**What is asked**
Please pull out every line of the entries below that contains the string "item", copying each one unchanged.

Annotation records
+ + + +

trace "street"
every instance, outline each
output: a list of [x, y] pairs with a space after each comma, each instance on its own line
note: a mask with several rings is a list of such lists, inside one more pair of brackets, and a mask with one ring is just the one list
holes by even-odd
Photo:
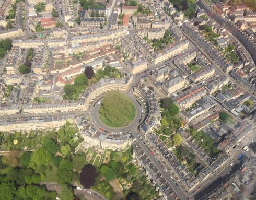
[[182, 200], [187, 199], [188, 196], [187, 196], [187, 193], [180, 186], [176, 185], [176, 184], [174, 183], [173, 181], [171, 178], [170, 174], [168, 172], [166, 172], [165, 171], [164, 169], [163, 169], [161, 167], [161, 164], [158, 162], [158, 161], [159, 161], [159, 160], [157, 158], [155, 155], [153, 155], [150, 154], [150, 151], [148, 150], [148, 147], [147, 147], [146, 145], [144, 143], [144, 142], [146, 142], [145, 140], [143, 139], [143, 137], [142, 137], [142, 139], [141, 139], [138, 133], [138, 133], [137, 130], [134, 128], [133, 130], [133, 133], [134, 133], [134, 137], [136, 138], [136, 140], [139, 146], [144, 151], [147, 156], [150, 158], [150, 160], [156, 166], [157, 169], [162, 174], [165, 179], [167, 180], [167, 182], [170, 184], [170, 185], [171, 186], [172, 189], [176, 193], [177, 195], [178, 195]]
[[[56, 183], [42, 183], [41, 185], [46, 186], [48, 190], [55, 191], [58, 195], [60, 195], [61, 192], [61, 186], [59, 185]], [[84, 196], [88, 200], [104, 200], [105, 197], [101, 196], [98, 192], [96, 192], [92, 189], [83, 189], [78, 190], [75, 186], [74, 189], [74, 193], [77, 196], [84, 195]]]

+ + + +

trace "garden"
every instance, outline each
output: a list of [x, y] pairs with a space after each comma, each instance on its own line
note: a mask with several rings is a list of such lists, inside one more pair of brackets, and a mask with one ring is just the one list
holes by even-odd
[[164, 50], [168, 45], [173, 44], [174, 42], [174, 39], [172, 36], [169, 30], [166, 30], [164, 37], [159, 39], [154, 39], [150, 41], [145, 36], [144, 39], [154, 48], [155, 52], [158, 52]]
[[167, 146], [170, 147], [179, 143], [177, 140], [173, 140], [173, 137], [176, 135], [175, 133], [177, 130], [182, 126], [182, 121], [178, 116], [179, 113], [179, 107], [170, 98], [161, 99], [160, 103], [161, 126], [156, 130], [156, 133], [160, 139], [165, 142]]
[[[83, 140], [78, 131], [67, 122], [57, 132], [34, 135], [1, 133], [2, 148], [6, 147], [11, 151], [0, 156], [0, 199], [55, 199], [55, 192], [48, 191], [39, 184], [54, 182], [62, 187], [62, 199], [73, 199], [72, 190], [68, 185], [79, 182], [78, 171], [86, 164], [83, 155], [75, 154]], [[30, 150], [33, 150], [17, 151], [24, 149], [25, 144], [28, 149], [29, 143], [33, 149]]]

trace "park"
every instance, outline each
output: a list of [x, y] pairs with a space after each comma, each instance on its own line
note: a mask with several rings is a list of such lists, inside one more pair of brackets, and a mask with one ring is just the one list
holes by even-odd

+ + + +

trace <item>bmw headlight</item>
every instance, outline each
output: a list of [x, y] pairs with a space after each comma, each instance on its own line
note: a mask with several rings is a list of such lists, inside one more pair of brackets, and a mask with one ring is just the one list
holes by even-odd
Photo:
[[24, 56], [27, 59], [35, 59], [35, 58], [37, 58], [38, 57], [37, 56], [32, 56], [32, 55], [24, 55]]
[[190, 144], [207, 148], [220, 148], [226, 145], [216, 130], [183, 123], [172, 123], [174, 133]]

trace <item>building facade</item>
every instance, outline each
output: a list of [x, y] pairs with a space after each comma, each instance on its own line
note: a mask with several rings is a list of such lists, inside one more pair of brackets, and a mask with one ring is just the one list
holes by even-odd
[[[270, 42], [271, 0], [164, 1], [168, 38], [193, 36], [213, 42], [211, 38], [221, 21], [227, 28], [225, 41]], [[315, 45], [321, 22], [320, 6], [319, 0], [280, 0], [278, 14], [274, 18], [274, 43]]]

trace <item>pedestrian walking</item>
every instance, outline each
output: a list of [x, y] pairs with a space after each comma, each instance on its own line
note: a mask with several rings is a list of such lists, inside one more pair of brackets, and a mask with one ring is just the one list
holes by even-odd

+ + + +

**Exercise result**
trace <item>bmw headlight</item>
trace <item>building facade</item>
trace <item>pedestrian walking</item>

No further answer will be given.